→ What you need to do:
**A.** In the passage on leaders' mental health, what share of UK business owners feel they are struggling with their mental health, according to the BACP?
**B.** Repeat the passage on leaders' mental health from "Mental health awareness" to "turbulent economic times.".
**C.** Using the passage on leaders' mental health, explain why business leaders face increased pressure to keep morale high.

→ Exercise passage:
☆ ☆ ☆ ☆
Mental health awareness has become a hot topic in recent years, but is it enough? We’ll look at ways for business leaders to stay proactive about managing their mental health, even when it might not feel like the biggest priority. We’ll also be looking at how they can use these skills to help manage their teams during turbulent economic times. 

The current toll of mental pressure on leaders

While the conversation tends to steer around how to boost employee wellbeing, there’s been less of an emphasis on looking after your own mental health as a leader. However, for many business leaders, it’s not always clear where to start. According to the BACP, two thirds of UK business owners feel as if they are struggling with their mental health, but deprioritise it in favour of financial success instead. 

With new geopolitical tensions and supply chain disruptions emerging, Ernst & Young found in their 2022 Global Report that CEOs are having to plan for ‘multiple possible futures’; only 2% did not anticipate an economic downturn. This means there’s increased pressure for business leaders to keep morale high. Therefore, learning how to manage this stress helps business leaders and their teams to stay focused and on track. As we found in 2022, new research suggests that prioritising work wellbeing in general is good for both people and profits, leading to a win-win situation for CEOs.

Happiness at work is a shared responsibility

The Covid-19 pandemic in particular notably hit leaders in health and social care roles, and these issues still persist. A 2022 study by the King’s Fund found that their current challenge is ‘monumental’ and requires a key shift in leadership towards more collective leadership styles. The article emphasised that compassionate leadership is not a ‘soft option’, but rather one that requires resilience, courage and belief. Increased staff shortages and low morale in these sectors means that leaders may have to rethink their approach to management if they are to reduce their stress levels. 

This connects with what we discovered in our Work Wellbeing 2022 Insights Report – employees strongly believed that ‘happiness is a shared responsibility between individuals and the organisation, with managers having a critical role’. So now, we’ll look at some resources for business leaders to help manage their own mental health, as well as that of their teams.

Resources for managing teams during crises

Keeping mental health in check during turbulence can feel challenging, especially without the right toolkit to hand. Business leaders who are able to manage their own mental health may be more likely to be able to ‘show up’ as authorities to their team, and lead them better.
☆ ☆ ☆ ☆
(Data excerpts)
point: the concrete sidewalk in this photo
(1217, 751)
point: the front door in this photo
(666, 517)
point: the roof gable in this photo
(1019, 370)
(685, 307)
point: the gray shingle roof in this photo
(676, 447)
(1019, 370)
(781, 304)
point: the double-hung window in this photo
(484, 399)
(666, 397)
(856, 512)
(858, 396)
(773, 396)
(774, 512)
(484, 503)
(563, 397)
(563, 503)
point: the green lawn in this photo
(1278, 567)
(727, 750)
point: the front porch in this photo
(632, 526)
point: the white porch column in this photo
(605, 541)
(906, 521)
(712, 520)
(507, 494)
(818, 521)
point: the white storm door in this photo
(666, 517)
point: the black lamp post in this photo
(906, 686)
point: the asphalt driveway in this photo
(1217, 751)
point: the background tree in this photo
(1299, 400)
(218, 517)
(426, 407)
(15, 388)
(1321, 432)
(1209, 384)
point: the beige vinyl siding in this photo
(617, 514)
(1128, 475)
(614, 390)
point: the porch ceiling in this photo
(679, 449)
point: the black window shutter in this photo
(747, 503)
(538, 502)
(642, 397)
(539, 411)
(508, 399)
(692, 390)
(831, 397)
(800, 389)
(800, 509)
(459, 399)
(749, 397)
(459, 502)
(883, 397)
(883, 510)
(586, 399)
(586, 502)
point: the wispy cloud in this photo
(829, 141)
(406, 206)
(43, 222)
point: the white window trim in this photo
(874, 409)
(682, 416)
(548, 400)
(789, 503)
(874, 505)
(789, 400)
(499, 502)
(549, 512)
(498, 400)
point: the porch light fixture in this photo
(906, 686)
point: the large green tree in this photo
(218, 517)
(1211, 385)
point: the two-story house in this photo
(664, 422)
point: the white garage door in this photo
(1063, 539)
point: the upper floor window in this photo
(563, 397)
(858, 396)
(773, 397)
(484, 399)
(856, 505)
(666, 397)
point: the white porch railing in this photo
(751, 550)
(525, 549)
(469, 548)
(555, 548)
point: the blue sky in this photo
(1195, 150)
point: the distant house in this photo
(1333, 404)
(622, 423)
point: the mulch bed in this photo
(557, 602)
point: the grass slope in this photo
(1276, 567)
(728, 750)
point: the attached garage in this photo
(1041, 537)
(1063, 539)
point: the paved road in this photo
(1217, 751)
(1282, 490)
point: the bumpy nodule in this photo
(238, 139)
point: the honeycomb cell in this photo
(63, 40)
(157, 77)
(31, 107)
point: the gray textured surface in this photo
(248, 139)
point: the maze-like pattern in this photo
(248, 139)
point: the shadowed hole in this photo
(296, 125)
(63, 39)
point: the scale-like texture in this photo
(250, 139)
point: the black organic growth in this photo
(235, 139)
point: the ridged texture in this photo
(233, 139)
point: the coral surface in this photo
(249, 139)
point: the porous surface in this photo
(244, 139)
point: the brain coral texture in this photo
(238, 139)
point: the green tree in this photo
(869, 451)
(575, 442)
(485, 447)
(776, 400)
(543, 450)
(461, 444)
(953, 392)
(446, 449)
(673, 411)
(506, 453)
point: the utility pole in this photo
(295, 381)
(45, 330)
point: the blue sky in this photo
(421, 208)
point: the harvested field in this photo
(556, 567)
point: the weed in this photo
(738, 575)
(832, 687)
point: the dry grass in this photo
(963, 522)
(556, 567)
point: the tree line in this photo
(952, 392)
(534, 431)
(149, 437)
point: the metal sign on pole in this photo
☆ ☆ ☆ ☆
→ Answers to each task:
**A.** Two thirds of UK business owners.

**B.**
Mental health awareness has become a hot topic in recent years, but is it enough? We’ll look at ways for business leaders to stay proactive about managing their mental health, even when it might not feel like the biggest priority. We’ll also be looking at how they can use these skills to help manage their teams during turbulent economic times.

**C.** New geopolitical tensions and supply chain disruptions mean CEOs must plan for "multiple possible futures." Ernst & Young's 2022 Global Report found that only 2% of them did not anticipate an economic downturn.